──────── DATA PROVIDED
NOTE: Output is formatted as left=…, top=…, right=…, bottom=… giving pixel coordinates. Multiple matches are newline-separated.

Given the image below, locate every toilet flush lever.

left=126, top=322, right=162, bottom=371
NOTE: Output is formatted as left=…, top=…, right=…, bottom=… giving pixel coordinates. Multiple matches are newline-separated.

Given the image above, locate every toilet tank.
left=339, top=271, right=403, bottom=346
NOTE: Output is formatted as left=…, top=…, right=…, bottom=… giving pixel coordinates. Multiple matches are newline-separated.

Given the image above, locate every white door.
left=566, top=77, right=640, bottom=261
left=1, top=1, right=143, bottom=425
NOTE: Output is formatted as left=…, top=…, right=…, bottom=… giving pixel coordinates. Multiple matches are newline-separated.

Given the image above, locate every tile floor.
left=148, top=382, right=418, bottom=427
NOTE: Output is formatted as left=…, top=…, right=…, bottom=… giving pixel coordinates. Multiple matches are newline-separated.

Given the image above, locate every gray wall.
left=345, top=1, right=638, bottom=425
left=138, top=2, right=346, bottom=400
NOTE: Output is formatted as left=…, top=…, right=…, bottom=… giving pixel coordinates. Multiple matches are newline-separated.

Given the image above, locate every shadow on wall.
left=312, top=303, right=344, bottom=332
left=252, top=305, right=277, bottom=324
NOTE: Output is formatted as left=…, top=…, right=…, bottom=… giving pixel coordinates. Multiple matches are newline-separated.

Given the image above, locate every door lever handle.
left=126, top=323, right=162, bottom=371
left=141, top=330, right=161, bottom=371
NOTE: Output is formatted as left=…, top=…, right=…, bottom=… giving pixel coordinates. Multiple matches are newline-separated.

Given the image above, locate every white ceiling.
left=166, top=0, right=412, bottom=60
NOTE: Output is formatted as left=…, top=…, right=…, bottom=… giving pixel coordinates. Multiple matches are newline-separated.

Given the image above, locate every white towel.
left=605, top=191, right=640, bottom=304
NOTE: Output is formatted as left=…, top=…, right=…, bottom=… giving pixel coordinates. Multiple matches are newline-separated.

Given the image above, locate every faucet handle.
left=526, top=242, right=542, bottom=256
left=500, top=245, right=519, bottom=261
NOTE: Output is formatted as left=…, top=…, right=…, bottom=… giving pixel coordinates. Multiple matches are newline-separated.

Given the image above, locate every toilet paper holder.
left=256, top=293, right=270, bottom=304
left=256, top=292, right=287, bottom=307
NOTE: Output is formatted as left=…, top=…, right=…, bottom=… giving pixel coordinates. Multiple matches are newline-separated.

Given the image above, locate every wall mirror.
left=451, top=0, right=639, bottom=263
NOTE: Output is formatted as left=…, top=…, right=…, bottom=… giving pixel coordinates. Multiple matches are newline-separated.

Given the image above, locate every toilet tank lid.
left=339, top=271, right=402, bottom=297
────────────────
Retype the whole of the material word for word.

NOTE: Output is formatted as left=…, top=…, right=…, bottom=… giving pixel coordinates. Multiple matches are newline-separated.

Given the image below, locate every toilet flush lever.

left=126, top=322, right=162, bottom=371
NOTE: Output is formatted as left=…, top=…, right=…, bottom=… giving pixel coordinates. Multiple matches are newline-separated.

Given the image above, locate every toilet tank.
left=339, top=271, right=403, bottom=346
NOTE: Output is formatted as left=…, top=…, right=…, bottom=… giving pixel coordinates. Multiple matches are newline-separated.

Given the image above, locate every white door.
left=566, top=77, right=640, bottom=261
left=1, top=1, right=143, bottom=425
NOTE: Output is formatted as left=…, top=…, right=…, bottom=… giving pixel coordinates. Multiple matches are newline-separated.

Given the image above, locate every tile floor.
left=148, top=382, right=418, bottom=427
NOTE: Output is formatted as left=…, top=…, right=…, bottom=… giving pixel coordinates. Multiple matches are newline-separated.

Given the image above, locate every gray wall.
left=345, top=1, right=638, bottom=425
left=138, top=2, right=346, bottom=400
NOTE: Output is formatted as left=…, top=…, right=…, bottom=… giving pixel coordinates. Multiple matches are newline-separated.

Given the image above, locate every shadow on wall.
left=312, top=303, right=344, bottom=332
left=252, top=305, right=277, bottom=324
NOTE: Output is formatted as left=…, top=…, right=…, bottom=… giving pixel coordinates. Multiple matches are newline-separated.

Given the image above, locate every door lever handle.
left=126, top=323, right=162, bottom=371
left=141, top=330, right=161, bottom=371
NOTE: Output is formatted as left=…, top=…, right=…, bottom=… giving pixel coordinates. Multiple matches are newline-separated.

Given the image above, locate every white ceiling.
left=166, top=0, right=412, bottom=60
NOTE: Output is formatted as left=…, top=…, right=…, bottom=… giving pixel coordinates. Multiple matches are newline-separated.

Given the image above, locate every white towel.
left=605, top=191, right=640, bottom=304
NOTE: Output is formatted as left=…, top=…, right=…, bottom=… giving pixel coordinates. Multiple matches are newline-separated.

Given the image above, locate every faucet handle.
left=526, top=242, right=542, bottom=256
left=500, top=245, right=519, bottom=261
NOTE: Output is formatted as left=…, top=…, right=…, bottom=… giving pixel coordinates. Multiple matches are newline-separated.

Given the image above, locate every toilet paper holder.
left=256, top=293, right=270, bottom=304
left=256, top=292, right=287, bottom=307
NOTE: Output is formatted as left=…, top=…, right=…, bottom=… giving pixel coordinates. Multiple matches are newline-separated.

Given the image above, locate every wall mirror.
left=451, top=0, right=639, bottom=263
NOTE: Output is formatted as left=…, top=…, right=…, bottom=… giving pixel coordinates. Multiple matches are newline-separated.

Given the image above, locate every toilet tank lid.
left=339, top=271, right=402, bottom=297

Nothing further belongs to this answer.